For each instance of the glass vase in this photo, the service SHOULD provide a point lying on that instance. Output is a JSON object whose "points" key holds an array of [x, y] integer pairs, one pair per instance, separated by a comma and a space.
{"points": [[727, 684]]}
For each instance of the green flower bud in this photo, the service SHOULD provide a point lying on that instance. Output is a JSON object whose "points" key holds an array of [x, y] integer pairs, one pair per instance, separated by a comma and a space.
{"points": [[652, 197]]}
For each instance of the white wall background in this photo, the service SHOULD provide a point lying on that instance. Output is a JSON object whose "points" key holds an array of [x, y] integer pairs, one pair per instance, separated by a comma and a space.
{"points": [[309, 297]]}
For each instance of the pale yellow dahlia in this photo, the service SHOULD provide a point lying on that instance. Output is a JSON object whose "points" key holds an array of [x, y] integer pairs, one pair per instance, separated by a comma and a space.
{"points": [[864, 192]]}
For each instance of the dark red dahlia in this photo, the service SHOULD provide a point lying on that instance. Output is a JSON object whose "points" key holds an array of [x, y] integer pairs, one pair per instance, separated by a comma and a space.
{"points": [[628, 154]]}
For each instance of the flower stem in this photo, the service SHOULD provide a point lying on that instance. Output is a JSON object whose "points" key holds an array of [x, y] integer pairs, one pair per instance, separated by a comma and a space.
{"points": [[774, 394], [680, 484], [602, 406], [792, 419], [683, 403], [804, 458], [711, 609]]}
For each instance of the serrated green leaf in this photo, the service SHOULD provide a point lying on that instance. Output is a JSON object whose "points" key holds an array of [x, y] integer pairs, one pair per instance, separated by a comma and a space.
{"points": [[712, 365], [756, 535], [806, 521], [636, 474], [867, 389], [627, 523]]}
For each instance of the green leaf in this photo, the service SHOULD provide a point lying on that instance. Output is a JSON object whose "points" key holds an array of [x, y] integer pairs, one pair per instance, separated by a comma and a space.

========

Requirements:
Rewrite all of the records above with every occurrence of "SHOULD" changed to "MUST" and nothing else altered.

Exercise response:
For each instance of the glass vase in this photo, the service MUST provide a point lying on that instance. Output is a JSON object whose "points" key holds an array of [x, y] integer pairs, one pair per instance, separated by a comma and a space.
{"points": [[727, 684]]}
For each instance of the green flower bud in this photo, the service MUST provide a point lying on that instance. Output is a JSON object whose "points" key holds an array of [x, y] integer pairs, one pair per instance, separated by a comma and a space.
{"points": [[652, 197]]}
For each instance of the white wall background in this photo, the service MUST provide a point lying on that instance. Output is a JSON object whose "points" key holds an array of [x, y] integer pairs, one pair per instance, separated by a comma and a space.
{"points": [[309, 297]]}
For each instance of the pale yellow dahlia in this photo, the service MUST provide a point lying on that instance. Output is a JSON object whose "points" key holds an array of [x, y] integer pairs, one pair per instance, separated by a comma and a space.
{"points": [[864, 192]]}
For each instance of the dark red dahlia in this photo, the service MUST provide a point lying on that instance. Output is a JSON object whose "points" key holds an array of [x, y] integer pairs, one pair per instance, separated by a comma and a space.
{"points": [[628, 154]]}
For each instance of the flower stem in this photo, the service MUST provide a point lying on that instance. Output is a JSON object whose "points" key holds an array of [x, y] integer pairs, one pair per instance, separated by a comma and a space.
{"points": [[774, 394], [680, 484], [602, 406], [792, 419], [683, 403], [804, 458], [711, 609]]}
For each instance of the serrated green leaf in this photo, the service MUST provide a point lying on that instance. Output is a JSON object whose "points" key holds an array of [x, y] integer pairs, one pair per instance, separated by a comma and a space.
{"points": [[712, 365], [756, 535], [806, 521], [636, 474], [867, 389], [627, 523]]}
For each instance of the green leaf in this photo, the service MUST provide a point lying on that instance. Output is a JSON object whose "points" key holds an array of [x, y] integer pairs, one pair per instance, separated by a comma and a space.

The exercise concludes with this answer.